The request » Copy the rows below word for word, starting with the line containing "of the tropical" and ending with the line containing "pixel 182 108", both included.

Available records »
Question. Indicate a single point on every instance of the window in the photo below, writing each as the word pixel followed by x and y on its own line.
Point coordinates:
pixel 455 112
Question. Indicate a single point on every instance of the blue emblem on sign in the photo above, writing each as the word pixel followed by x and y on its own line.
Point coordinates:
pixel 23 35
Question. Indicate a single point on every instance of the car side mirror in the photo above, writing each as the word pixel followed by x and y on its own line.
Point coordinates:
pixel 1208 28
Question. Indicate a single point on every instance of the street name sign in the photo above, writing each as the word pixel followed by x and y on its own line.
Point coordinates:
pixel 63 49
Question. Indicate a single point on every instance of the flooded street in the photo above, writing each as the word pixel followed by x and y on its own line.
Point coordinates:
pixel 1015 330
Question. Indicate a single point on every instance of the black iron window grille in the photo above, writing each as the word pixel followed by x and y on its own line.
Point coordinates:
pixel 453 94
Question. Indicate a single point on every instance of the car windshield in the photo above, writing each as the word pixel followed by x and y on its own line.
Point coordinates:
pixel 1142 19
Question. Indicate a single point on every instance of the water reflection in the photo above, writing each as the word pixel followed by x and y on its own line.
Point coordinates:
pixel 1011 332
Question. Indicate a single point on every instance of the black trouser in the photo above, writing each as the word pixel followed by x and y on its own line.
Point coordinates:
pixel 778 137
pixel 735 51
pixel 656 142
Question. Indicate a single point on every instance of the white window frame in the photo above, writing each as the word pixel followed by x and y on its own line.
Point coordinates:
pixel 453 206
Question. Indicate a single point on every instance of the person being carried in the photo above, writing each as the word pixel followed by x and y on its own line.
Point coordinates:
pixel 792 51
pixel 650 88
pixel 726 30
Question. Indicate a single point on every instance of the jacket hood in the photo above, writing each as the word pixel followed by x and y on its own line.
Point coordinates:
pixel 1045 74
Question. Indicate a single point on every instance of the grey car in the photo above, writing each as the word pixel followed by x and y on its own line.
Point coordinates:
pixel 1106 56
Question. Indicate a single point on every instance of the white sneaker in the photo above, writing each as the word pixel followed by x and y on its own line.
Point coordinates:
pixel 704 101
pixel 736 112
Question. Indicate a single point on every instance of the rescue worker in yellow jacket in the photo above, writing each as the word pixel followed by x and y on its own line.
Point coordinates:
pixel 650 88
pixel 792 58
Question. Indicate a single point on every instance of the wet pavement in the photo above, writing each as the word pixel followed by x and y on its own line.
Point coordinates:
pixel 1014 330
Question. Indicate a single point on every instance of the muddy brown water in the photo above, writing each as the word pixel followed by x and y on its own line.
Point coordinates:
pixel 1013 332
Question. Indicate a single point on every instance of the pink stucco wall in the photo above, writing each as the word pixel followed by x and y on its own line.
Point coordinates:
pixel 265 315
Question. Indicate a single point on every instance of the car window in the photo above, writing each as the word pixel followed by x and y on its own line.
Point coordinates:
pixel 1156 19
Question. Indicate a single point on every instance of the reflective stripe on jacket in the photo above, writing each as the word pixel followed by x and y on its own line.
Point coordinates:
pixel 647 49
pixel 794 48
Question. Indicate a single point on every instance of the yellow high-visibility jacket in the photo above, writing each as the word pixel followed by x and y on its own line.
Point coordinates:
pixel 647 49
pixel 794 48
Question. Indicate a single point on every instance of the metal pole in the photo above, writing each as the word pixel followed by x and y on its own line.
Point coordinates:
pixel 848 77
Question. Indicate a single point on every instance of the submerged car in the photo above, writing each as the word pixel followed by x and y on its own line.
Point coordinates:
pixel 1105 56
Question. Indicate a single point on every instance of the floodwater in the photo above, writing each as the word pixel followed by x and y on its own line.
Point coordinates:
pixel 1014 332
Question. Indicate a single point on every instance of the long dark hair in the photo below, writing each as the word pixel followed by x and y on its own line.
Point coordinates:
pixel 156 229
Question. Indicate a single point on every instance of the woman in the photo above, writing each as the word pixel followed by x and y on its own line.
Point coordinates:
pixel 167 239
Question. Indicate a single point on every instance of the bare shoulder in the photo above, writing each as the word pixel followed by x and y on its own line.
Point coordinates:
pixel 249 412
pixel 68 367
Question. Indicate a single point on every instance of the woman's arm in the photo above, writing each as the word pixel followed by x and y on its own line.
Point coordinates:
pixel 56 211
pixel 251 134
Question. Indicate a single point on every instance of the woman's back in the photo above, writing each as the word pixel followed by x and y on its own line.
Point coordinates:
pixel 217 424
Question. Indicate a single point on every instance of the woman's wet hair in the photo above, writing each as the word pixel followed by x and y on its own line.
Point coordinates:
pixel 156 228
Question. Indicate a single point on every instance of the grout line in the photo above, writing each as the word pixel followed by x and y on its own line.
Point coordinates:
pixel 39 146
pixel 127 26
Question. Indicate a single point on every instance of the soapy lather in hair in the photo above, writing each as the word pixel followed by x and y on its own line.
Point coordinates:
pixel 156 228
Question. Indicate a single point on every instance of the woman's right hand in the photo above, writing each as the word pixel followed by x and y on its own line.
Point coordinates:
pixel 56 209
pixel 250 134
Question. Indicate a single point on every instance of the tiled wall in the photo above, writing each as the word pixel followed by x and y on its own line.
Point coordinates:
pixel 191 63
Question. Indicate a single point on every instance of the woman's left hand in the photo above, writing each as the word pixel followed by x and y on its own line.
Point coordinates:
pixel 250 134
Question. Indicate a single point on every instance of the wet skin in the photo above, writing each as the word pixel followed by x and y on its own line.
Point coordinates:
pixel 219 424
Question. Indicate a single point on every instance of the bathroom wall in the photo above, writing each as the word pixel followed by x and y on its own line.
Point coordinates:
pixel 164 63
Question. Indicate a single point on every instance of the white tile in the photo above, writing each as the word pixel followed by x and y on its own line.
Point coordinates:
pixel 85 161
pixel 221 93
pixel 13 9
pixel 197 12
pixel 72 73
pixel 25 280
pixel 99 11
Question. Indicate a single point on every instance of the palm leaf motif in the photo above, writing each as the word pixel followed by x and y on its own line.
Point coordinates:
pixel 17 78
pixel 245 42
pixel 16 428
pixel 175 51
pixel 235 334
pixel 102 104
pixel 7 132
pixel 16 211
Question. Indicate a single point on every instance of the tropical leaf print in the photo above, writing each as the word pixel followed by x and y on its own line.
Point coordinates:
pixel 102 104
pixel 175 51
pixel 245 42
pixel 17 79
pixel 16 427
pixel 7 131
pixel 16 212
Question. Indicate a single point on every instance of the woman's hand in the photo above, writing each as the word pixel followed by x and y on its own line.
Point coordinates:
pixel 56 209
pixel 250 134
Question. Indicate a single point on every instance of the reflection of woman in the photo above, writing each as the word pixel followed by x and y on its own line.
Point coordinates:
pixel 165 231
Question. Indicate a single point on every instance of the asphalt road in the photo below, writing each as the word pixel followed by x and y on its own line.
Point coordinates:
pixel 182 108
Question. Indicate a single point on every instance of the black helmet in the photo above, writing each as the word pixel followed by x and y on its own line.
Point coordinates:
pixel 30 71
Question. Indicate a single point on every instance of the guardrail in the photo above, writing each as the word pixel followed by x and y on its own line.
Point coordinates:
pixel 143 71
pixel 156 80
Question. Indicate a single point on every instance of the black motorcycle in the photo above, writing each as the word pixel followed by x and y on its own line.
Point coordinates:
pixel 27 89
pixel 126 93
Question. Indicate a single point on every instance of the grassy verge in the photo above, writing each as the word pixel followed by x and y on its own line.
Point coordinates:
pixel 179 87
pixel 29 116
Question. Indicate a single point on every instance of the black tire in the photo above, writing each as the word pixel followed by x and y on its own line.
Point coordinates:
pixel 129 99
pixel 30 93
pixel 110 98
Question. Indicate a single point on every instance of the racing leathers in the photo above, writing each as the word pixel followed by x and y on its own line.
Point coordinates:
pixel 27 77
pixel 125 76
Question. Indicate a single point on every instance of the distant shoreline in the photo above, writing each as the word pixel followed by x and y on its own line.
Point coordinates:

Result »
Question. Indicate a single point on every instance of the tropical leaf print in the photo above, writing each as the word pixel followed by x and y on its own line.
Point coordinates:
pixel 102 104
pixel 175 51
pixel 245 42
pixel 17 79
pixel 16 427
pixel 7 131
pixel 16 212
Question. Indicate a single point on every instance of the woman's hand in the photo above, writing each as the word pixel followed by x and y on its own line.
Point coordinates:
pixel 56 209
pixel 250 134
Question. Indicate a single point on every instance of the reflection of woman in the photo above, writing each as the word pixel followed by x and y on its own line.
Point coordinates:
pixel 165 231
Question. Indicate a single point on every instance of the asphalt road in the photo below, writing each as the word pixel followed by x and y on its own line.
Point coordinates:
pixel 182 108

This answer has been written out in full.